**SELECTED TEXT**:
+ + + +

The cocktail of chemical pollution that pervades the planet now threatens the stability of global ecosystems upon which humanity depends, scientists have said.
Plastics are of particularly high concern, they said, along with 350,000 synthetic chemicals including pesticides, industrial compounds and antibiotics. Plastic pollution is now found from the summit of Mount Everest to the deepest oceans, and some toxic chemicals, such as PCBs, are long-lasting and widespread.
“The pace that societies are producing and releasing new chemicals into the environment is not consistent with staying within a safe operating space for humanity,” says research team member Patricia Villarrubia-Gómez. Photo of a 2010 oil spill in Dalian, China by Peter Ma.
The study concludes that chemical pollution has crossed a “planetary boundary”, the point at which human-made changes to the Earth push it outside the stable environment of the last 10,000 years.
Chemical pollution threatens Earth’s systems by damaging the biological and physical processes that underpin all life. For example, pesticides wipe out many non-target insects, which are fundamental to all ecosystems and, therefore, to the provision of clean air, water and food.
“There has been a fiftyfold increase in the production of chemicals since 1950 and this is projected to triple again by 2050,” said Patricia Villarrubia-Gómez, a PhD candidate and research assistant at the Stockholm Resilience Centre (SRC) who was part of the study team. “The pace that societies are producing and releasing new chemicals into the environment is not consistent with staying within a safe operating space for humanity.”
Dr Sarah Cornell, an associate professor and principal researcher at SRC, said: “For a long time, people have known that chemical pollution is a bad thing. But they haven’t been thinking about it at the global level. This work brings chemical pollution, especially plastics, into the story of how people are changing the planet.”
Some threats have been tackled to a larger extent, the scientists said, such as the CFC chemicals that destroy the ozone layer and its protection from damaging ultraviolet rays.

+ + + +

**EXPLORE THE MATERIAL**:
1/ Do these statements agree with the text on chemical pollution? Answer yes or no for each, and quote the words of the text that decide it.
(a) Chemical production has risen fiftyfold since 1950.
(b) Chemical production is expected to double by 2050.
(c) Sarah Cornell is a PhD candidate at the Stockholm Resilience Centre.
2/ Name every person mentioned in the text on chemical pollution.
3/ From the text on chemical pollution, reproduce the stretch from "The cocktail of" through "by Peter Ma.".

+ + + +

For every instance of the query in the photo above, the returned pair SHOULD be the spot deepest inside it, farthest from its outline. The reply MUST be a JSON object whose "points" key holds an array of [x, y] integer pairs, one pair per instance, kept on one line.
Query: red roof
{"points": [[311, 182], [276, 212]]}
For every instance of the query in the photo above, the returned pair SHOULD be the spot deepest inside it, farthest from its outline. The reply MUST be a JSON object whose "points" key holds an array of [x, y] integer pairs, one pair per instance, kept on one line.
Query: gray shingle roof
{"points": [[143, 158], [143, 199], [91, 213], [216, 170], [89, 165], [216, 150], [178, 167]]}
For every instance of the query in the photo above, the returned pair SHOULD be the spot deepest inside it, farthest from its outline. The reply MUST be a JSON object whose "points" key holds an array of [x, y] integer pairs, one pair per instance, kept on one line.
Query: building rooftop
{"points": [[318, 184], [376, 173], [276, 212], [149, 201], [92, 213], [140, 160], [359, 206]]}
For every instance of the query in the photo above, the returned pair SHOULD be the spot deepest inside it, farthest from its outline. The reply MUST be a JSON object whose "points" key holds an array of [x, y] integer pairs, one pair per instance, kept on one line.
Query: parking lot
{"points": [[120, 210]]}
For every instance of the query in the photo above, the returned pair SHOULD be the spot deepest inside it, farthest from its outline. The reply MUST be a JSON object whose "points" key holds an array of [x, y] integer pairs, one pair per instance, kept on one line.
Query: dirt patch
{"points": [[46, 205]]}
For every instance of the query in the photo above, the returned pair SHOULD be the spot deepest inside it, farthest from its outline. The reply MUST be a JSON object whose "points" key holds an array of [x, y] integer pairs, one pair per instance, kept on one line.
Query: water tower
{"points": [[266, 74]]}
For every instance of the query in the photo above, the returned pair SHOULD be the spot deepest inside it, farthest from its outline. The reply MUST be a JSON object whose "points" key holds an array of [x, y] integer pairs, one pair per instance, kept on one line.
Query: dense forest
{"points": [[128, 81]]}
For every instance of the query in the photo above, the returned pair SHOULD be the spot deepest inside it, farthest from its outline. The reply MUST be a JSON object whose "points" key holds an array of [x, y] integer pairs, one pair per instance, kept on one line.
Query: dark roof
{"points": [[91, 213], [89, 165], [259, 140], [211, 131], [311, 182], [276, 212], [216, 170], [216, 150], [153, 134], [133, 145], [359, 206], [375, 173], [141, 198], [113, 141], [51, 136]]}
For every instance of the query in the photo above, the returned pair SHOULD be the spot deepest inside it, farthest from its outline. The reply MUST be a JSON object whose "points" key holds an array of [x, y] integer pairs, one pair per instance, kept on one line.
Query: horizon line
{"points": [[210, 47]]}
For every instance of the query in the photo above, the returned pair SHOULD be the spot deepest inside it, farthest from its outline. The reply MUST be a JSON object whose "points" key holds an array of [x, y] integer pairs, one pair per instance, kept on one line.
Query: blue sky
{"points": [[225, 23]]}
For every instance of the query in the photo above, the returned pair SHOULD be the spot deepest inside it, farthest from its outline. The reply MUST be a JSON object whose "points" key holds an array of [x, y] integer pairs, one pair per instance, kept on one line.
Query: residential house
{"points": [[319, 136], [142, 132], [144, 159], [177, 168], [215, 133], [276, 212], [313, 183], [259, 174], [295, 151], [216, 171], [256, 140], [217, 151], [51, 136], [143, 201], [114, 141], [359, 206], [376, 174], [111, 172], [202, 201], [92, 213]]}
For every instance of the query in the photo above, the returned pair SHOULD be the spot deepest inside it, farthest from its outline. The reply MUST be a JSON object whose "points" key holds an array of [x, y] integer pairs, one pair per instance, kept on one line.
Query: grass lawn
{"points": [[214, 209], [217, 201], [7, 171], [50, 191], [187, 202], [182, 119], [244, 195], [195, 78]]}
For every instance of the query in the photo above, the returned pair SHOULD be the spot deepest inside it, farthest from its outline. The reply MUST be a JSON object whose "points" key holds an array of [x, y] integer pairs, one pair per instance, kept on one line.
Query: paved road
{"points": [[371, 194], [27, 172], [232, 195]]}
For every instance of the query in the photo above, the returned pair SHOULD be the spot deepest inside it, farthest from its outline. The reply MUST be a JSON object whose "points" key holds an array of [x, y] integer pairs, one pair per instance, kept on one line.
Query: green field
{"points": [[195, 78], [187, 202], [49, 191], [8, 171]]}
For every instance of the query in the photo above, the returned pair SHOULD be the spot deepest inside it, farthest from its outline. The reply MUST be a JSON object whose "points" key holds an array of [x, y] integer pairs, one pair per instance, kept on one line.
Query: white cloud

+ + + +

**RESULTS OF THE EXERCISE**:
1/
(a) Yes: "There has been a fiftyfold increase in the production of chemicals since 1950"
(b) No: "this is projected to triple again by 2050"
(c) No: "an associate professor and principal researcher at SRC"

2/ Patricia Villarrubia-Gómez, Peter Ma, Sarah Cornell

3/
The cocktail of chemical pollution that pervades the planet now threatens the stability of global ecosystems upon which humanity depends, scientists have said.
Plastics are of particularly high concern, they said, along with 350,000 synthetic chemicals including pesticides, industrial compounds and antibiotics. Plastic pollution is now found from the summit of Mount Everest to the deepest oceans, and some toxic chemicals, such as PCBs, are long-lasting and widespread.
“The pace that societies are producing and releasing new chemicals into the environment is not consistent with staying within a safe operating space for humanity,” says research team member Patricia Villarrubia-Gómez. Photo of a 2010 oil spill in Dalian, China by Peter Ma.